Island brooks overflowed their bank, and as might be expected, the most sensation occurrence was the overflow of the brook which crosses Scotchman’s Bridge Road in West Tisbury. This brook flooded the ancient water-meadows which lie in a chain from the bridge almost into North Tisbury, and rose above the bridge level for a time.
 
Island visitors sleeping in woods all over the Island were driven from their cover by the rain and came into the villages where numbers of them were given shelter. At the Grace Episcopal Church, the Rev. Donald H. Lyons accommodated about 30 people driven by the rain from various Island campgrounds. There was a group of 14 from the Short Hills, N.J., Outing Club included.
 
All the overnight visitors had sleeping bags, and the Red Cross offered extra blankets to those who wished them. They slept on the floor of the parish house, according to a previous arrangement between Mr. Lyons and Project volunteers to help in the event of any housing emergency.
 
Project, on its next to last day of operation for the summer, put up 250 campers, ranging from 60 years old to children. Early Sunday morning people began arriving, many of them washed out of Cranberry Acres campground in Lambert’s Cove. The entire Youth Center headquarters of Project was used by the visitors, and there were people watching the Olympics on television, and playing ping pong.
 

Church Help

 
About 30 people were put up at Christ United Methodist Church in Vineyard Haven, according to the Rev. Leon R. Oliver, paster. There was even a six-month-old baby. Mr. Oliver provided some of his own sleeping bags for the refugees as well as a spaghetti supper.
 
The Island Coast Guard crew began its work on Friday before the storm struck, floating the 74-foot New Bedford fisherman, Nina and Gail, grounded on Hen and Chickens Ledge at the mouth of Buzzards Bay the day before. Bound light for New Bedford, the vessel had called for assistance which could not be given either by the Coast Guard or a tug at the time because of the phase of the tide. But the Coast Guard returned and waited for high water when they floated the vessel without incident finding no apparent damage. The crew way Iacono, Walsh end Scott.
 
On Sunday, at the height of the storm, about 2 p.m. the Coast Guard received word that a family was stranded on Penikese Island in the Bay. The couple, along with four children ranging in age 6 to 13, had anchored a boat off the Island and gone ashore in a skiff for a picnic on Saturday. When the storm arrived, one person was able to return to the anchored boat to call for help, but it was impossible to get the family safely off the beach.
 

Helicopter Rescue

 
The Coast Guardsmen who re­sponded said that the seas In the area were running 15 feet high when the Island crew, consisting of Iacono, Walsh and Rubiaco, arrived. At the same time a Coast Guard helicopter arrived and hovering at a height of some 30 feet, lifted the woman and children in a basket and took them to Cuttyhunk where they were landed. The handling, of the big whirlybird was something which excited the admiration of the boat’s crew, which watched, but could not help. They escorted the boat which was sailed into Cuttyhunk harbor where apparently the party was not suffering from their night on the un­inhabited island.

▸ Stated goal 1
From the storm article, pull out the passage from "The Coast Guardsmen" up to and including "the un­inhabited island.".
▸ Stated goal 2
Pick up the storm article after its last sentence and keep writing.

▸ Available data

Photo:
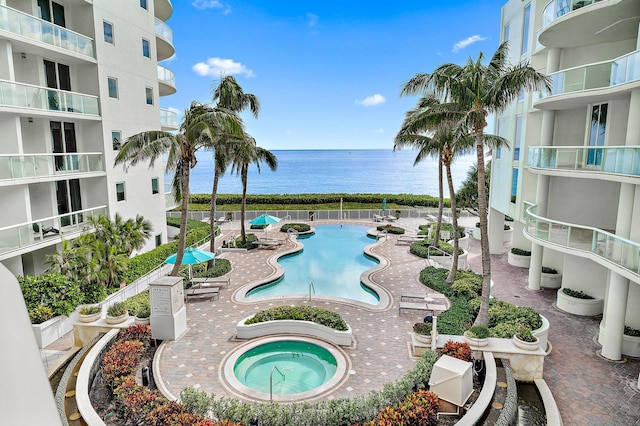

▸ Output 1
The Coast Guardsmen who re­sponded said that the seas In the area were running 15 feet high when the Island crew, consisting of Iacono, Walsh and Rubiaco, arrived. At the same time a Coast Guard helicopter arrived and hovering at a height of some 30 feet, lifted the woman and children in a basket and took them to Cuttyhunk where they were landed. The handling, of the big whirlybird was something which excited the admiration of the boat’s crew, which watched, but could not help. They escorted the boat which was sailed into Cuttyhunk harbor where apparently the party was not suffering from their night on the un­inhabited island.

▸ Output 2
For the most part, the troubles of the New Bedford Gas and Edison Light Co. were not bad. The tree that fell near Grace Episcopal Church created a tough job and the worst outage was on the Lambert’s Cove Road where about 150 people were without current for a couple of hours according to David W. Dun­ham, local superintendent. But the company’s system suffered two distinct strikes of the storm, first while the wind was in an easterly quarter and then after all had been re­stored, the wind shifted to the north and trouble struck again.
 
“But all was restored and in order by midnight Sunday,” Mr. Dunham said “and the gang worked hard to accomplish It.”
 
Down-Island fire departments, had a busy time of it. Everett E. Tilton, Tisbury fire chief, said that his department had six electrical fires to extinguish, and he and his men spent most of Sunday pumping out cellars. Homes which had never been troubled in this manner were calling for help. In one case near Mink Meadows, the firemen cleared a yard of water and in other places sump pumps which householders kept for emergencies, failed to handle the torrent of water.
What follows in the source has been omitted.